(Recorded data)
::::

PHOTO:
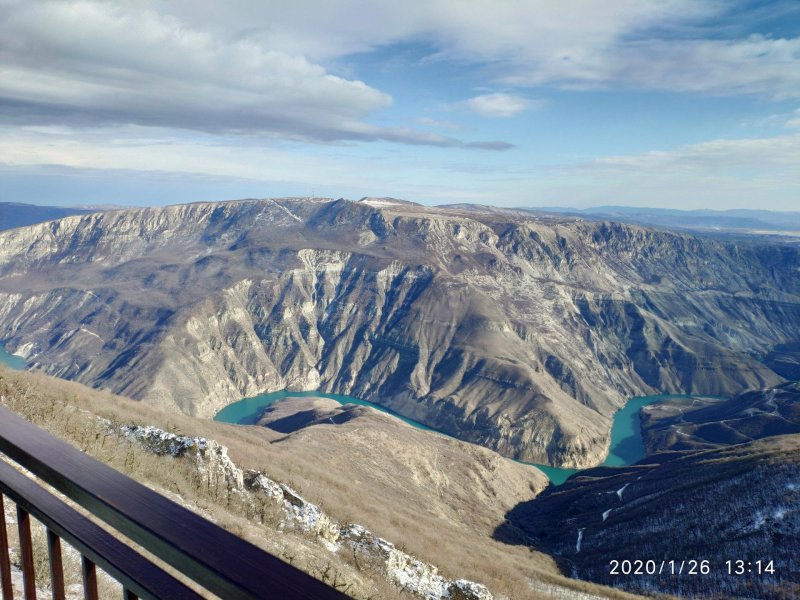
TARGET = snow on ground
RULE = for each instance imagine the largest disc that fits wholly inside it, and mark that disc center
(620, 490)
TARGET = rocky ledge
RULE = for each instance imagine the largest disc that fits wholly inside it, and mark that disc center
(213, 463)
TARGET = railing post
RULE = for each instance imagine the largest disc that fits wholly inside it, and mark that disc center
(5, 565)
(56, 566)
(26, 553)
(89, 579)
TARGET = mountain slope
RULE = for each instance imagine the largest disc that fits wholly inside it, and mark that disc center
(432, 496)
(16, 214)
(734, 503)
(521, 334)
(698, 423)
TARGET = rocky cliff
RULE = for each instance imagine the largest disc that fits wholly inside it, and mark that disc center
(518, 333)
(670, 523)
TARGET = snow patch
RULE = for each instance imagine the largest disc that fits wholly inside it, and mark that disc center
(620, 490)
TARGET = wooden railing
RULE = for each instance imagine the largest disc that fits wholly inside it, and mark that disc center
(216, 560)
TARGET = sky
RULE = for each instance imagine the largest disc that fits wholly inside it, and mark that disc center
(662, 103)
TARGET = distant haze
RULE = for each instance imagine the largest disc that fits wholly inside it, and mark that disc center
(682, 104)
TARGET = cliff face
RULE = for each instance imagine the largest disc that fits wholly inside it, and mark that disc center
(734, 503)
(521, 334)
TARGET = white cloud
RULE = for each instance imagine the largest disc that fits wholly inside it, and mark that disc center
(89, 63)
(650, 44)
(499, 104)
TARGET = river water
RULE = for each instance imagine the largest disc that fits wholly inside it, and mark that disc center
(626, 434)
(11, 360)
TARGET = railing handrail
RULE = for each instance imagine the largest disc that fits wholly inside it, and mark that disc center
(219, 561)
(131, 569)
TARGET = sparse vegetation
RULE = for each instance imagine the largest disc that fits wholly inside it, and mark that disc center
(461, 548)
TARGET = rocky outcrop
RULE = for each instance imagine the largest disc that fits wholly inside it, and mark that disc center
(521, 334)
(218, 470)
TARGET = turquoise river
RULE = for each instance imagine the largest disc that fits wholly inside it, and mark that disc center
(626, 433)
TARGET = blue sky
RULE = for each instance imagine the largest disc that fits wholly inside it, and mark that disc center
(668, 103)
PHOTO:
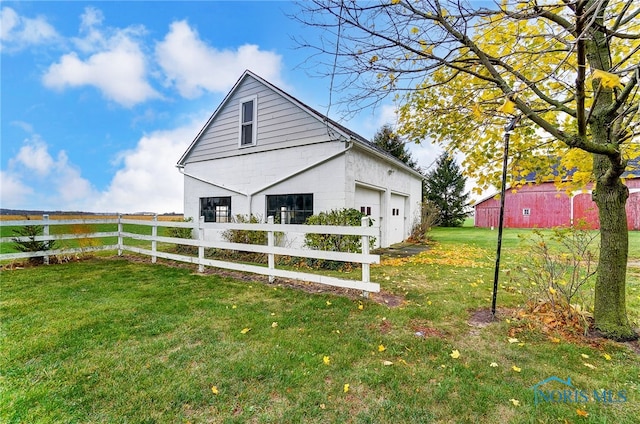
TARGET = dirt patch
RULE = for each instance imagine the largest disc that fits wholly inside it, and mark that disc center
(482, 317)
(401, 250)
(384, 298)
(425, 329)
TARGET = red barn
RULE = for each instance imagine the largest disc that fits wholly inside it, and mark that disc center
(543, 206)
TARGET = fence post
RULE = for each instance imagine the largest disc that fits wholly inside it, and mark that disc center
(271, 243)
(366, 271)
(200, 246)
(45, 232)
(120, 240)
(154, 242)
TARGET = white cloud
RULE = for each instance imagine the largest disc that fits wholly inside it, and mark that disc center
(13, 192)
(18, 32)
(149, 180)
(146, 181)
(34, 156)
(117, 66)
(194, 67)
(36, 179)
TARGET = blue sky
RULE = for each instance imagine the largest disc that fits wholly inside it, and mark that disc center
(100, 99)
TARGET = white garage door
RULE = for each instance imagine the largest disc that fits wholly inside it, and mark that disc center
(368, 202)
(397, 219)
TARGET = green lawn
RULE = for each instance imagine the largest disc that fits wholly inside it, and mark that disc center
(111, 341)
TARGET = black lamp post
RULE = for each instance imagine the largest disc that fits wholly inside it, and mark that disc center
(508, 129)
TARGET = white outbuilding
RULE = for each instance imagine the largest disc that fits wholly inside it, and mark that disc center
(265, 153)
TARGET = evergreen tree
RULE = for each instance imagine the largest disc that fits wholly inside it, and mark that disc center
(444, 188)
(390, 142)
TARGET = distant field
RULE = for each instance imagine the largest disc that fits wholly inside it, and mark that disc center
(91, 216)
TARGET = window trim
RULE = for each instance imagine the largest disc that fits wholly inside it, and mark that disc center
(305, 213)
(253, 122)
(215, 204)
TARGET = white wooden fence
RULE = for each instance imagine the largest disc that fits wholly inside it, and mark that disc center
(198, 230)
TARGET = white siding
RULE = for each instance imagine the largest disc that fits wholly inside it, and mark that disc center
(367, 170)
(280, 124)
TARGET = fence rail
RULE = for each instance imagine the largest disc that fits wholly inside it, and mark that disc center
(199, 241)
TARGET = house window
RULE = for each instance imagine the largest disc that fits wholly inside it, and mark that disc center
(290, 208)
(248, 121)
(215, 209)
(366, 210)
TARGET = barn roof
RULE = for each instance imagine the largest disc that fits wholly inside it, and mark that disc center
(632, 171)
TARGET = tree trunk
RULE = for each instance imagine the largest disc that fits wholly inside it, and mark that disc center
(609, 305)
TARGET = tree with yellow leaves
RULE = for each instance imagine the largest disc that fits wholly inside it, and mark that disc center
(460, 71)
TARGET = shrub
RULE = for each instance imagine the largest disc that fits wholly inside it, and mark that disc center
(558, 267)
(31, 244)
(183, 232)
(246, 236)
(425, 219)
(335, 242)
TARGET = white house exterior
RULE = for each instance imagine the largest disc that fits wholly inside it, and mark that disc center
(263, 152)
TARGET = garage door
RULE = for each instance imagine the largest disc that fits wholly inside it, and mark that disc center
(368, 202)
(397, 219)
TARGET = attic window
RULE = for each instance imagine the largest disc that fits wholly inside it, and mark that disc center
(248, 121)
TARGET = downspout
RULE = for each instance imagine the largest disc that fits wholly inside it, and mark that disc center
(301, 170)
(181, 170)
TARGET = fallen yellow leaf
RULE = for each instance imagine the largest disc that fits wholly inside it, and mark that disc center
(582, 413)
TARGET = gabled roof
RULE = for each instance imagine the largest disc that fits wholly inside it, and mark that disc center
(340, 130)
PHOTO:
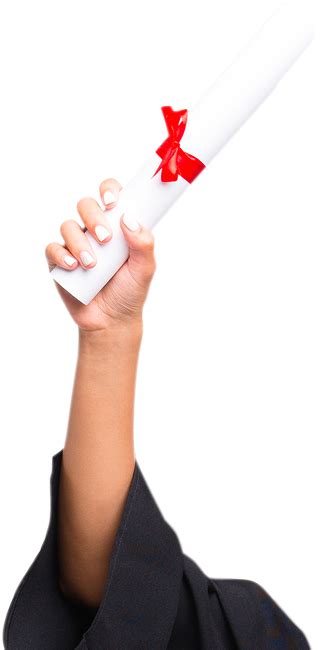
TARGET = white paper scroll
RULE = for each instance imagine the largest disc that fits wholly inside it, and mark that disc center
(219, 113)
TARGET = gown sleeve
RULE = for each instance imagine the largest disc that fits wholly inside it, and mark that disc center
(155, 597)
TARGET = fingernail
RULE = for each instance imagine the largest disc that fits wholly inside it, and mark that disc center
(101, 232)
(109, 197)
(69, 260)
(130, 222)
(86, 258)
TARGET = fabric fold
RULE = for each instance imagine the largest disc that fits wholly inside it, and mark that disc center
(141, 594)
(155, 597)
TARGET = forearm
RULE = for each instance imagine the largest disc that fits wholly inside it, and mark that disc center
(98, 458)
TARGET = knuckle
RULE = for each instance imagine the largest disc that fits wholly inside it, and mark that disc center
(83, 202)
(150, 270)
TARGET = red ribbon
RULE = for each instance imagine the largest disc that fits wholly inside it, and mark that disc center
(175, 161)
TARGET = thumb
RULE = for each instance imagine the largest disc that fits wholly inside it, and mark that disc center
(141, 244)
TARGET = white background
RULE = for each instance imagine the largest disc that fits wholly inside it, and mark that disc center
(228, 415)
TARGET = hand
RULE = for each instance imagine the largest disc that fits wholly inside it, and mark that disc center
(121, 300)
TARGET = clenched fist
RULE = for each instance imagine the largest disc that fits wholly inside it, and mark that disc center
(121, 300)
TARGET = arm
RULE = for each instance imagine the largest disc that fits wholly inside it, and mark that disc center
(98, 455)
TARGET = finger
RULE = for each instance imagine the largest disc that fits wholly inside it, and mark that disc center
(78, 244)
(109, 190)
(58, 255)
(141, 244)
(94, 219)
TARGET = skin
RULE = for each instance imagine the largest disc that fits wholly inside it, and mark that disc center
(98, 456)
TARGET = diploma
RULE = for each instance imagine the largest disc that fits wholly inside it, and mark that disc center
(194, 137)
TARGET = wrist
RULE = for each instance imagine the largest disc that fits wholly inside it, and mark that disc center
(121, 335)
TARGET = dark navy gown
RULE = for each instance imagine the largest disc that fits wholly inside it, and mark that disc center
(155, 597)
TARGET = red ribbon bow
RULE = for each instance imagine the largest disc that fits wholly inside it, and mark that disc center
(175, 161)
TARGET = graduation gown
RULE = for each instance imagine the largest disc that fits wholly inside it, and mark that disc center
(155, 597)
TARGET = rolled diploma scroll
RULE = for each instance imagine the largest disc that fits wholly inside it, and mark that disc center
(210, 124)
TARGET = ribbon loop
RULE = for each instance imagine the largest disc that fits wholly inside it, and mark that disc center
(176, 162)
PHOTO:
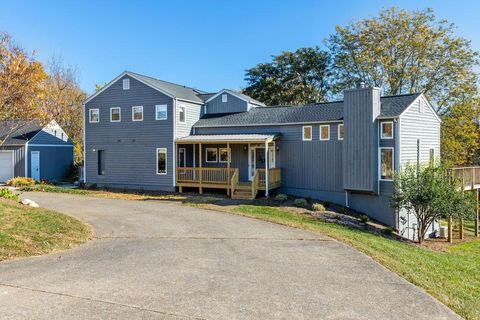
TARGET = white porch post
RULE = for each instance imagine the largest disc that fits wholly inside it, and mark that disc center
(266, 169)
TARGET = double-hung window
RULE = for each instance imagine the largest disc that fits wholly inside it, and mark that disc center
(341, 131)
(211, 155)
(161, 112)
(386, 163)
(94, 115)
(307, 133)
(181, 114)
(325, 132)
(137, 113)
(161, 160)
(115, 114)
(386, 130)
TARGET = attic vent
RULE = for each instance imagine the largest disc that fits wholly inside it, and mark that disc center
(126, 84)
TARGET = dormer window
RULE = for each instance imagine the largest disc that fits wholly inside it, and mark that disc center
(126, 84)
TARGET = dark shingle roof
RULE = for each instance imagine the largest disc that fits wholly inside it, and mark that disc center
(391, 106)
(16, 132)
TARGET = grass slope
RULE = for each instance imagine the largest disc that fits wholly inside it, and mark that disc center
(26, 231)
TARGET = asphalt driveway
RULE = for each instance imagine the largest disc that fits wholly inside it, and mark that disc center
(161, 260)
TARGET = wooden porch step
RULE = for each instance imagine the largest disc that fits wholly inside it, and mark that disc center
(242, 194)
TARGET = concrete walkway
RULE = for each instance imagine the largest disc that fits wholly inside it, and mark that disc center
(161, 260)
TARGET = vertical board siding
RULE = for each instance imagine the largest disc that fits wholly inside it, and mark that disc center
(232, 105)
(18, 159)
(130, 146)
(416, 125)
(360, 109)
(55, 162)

::::

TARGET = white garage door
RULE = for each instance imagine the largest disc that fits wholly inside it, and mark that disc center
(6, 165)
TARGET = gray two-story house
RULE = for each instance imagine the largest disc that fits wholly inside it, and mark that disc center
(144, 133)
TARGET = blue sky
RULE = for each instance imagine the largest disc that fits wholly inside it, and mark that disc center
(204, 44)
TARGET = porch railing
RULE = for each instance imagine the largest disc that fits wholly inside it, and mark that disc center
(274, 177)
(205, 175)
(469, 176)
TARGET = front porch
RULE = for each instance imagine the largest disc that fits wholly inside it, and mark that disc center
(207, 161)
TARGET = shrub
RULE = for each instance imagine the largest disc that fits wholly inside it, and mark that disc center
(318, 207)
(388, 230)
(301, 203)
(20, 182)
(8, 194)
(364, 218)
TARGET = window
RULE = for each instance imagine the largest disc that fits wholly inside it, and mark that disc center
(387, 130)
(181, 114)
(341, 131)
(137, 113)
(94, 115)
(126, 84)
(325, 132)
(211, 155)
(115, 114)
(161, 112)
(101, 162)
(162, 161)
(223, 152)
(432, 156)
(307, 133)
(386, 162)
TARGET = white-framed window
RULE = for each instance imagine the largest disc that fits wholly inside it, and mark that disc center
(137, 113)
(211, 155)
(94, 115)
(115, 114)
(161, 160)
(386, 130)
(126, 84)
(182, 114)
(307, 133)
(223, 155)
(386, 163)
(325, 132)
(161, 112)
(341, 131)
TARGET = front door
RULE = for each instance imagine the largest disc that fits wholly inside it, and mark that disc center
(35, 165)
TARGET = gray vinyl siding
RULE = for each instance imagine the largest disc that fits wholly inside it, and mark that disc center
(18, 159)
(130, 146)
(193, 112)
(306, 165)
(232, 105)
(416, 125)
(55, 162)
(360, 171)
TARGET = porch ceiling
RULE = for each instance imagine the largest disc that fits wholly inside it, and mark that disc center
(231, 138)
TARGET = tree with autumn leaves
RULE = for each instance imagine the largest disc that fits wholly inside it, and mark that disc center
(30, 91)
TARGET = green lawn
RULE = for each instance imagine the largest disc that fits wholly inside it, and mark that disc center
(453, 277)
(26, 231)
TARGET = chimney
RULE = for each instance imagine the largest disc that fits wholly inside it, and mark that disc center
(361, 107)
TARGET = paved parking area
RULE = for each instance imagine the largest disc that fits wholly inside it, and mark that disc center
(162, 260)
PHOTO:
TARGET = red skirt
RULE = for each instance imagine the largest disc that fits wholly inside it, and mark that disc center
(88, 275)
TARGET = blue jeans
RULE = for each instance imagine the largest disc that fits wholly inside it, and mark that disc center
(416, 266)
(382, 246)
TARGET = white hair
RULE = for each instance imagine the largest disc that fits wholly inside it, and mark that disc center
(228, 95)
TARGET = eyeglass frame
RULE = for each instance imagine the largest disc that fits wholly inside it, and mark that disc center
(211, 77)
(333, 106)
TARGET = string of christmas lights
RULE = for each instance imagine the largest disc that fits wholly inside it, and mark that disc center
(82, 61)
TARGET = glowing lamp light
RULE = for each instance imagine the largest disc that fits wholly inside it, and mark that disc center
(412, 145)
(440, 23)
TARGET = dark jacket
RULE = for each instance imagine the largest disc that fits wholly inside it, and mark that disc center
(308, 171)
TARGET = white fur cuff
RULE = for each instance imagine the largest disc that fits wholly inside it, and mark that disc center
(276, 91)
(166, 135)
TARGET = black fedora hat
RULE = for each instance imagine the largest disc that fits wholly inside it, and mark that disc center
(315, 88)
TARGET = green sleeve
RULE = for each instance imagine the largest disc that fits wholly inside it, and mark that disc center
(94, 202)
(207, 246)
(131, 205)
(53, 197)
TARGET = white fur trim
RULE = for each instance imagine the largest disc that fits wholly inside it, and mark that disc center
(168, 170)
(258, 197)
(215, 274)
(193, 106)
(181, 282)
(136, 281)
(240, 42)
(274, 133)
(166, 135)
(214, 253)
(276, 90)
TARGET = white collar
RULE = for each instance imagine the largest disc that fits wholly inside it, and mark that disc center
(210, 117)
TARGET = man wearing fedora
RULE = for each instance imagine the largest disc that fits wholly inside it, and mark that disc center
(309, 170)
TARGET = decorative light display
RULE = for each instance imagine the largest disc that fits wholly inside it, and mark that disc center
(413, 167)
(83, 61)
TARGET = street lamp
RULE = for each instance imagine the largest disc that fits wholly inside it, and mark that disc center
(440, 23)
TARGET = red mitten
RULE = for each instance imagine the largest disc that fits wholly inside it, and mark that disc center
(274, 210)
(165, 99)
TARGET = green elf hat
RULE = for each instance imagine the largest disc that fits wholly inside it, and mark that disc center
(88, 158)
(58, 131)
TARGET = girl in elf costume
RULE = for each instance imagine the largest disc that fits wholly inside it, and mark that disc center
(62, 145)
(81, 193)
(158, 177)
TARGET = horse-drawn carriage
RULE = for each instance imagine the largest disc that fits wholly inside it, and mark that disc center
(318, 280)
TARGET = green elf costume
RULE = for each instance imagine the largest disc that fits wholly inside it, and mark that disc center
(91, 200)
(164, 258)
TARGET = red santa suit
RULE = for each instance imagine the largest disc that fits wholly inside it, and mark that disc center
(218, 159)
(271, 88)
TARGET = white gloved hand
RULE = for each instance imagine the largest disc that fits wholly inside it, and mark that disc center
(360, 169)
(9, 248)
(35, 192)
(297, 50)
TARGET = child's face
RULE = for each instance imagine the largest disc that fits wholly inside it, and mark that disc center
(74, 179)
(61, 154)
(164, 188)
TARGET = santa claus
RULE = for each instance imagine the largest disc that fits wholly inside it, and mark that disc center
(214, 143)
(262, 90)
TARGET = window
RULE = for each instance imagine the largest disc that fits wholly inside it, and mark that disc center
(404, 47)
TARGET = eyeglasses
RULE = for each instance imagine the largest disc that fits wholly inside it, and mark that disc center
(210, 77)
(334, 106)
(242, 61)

::::

● **WHAT YOU SHOULD DO**: Work out how many lines in this data contain "slope". Only that number should be given.

● **SOLUTION BELOW**: 2